Named-object pointing records:
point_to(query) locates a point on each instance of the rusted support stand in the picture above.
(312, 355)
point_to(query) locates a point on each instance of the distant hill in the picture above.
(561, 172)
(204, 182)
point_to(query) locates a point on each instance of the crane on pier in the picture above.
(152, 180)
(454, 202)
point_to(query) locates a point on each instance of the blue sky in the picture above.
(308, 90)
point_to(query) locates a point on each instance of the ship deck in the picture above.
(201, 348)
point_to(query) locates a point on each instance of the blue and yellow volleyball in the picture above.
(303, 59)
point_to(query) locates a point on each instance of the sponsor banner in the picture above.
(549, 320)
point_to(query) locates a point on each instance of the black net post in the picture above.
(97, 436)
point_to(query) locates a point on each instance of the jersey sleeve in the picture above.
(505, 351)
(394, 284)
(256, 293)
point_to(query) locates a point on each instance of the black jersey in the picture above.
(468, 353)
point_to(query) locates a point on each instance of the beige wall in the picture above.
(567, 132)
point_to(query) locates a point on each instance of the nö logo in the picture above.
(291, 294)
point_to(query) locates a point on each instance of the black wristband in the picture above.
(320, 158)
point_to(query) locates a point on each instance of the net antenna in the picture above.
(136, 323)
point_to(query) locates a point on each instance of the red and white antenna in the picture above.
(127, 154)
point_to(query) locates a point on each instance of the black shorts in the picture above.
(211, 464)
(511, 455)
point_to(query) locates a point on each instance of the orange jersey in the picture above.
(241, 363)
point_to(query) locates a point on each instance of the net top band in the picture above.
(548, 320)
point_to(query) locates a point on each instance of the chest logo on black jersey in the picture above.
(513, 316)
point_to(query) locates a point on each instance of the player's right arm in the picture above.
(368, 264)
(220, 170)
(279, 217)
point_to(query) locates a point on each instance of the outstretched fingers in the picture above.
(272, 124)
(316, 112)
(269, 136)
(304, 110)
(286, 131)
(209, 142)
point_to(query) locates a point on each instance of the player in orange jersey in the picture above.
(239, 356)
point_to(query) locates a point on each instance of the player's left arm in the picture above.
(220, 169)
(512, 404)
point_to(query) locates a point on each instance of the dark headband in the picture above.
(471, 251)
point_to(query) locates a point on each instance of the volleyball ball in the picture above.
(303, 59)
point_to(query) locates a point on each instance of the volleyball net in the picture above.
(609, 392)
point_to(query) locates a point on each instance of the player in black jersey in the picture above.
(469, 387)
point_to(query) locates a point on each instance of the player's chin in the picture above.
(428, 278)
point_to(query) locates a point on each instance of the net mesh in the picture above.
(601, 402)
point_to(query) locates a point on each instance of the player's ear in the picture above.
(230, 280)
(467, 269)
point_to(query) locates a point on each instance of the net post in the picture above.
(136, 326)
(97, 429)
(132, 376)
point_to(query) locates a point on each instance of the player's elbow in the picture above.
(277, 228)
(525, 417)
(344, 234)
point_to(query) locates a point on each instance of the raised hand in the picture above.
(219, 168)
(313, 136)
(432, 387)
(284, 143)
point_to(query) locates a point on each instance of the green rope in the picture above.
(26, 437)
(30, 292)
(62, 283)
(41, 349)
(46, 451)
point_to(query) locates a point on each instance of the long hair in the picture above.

→ **Requirements**
Exactly and only the lines from the one containing "point_to(query) locates a point on each instance of the dark" through the end of the material are to be reproduced, both ends included.

→ **Complete output**
point_to(query) locates a point on each instance of the dark headband in the picture above.
(471, 251)
point_to(query) locates a point on each instance of the volleyball ball in the picture above.
(303, 59)
point_to(query) locates a point on each instance of the volleyball net in the picture above.
(609, 392)
point_to(query) locates a point on each instance of the player in black jersey in the picture above.
(469, 387)
point_to(query) locates a point on each instance of the player's chin in the picture above.
(428, 278)
point_to(query) locates a point on each instance of the net mesh in the picture above.
(601, 402)
point_to(query) locates a point on each instance of the player's ear in the picture above.
(230, 280)
(467, 269)
point_to(query) locates a point on each instance of the net post in the picture above.
(136, 326)
(97, 429)
(132, 376)
point_to(query) locates a point on each instance of the player's elbow in the picture above.
(277, 228)
(525, 417)
(344, 234)
point_to(query) locates a point on each instance of the raised hand in the picture above.
(219, 168)
(313, 136)
(432, 387)
(284, 143)
point_to(query) locates a point on each instance of the green rope in the picture above.
(26, 437)
(30, 292)
(62, 283)
(41, 349)
(46, 451)
point_to(query) locates a point on each instance of the long hair in the picture above.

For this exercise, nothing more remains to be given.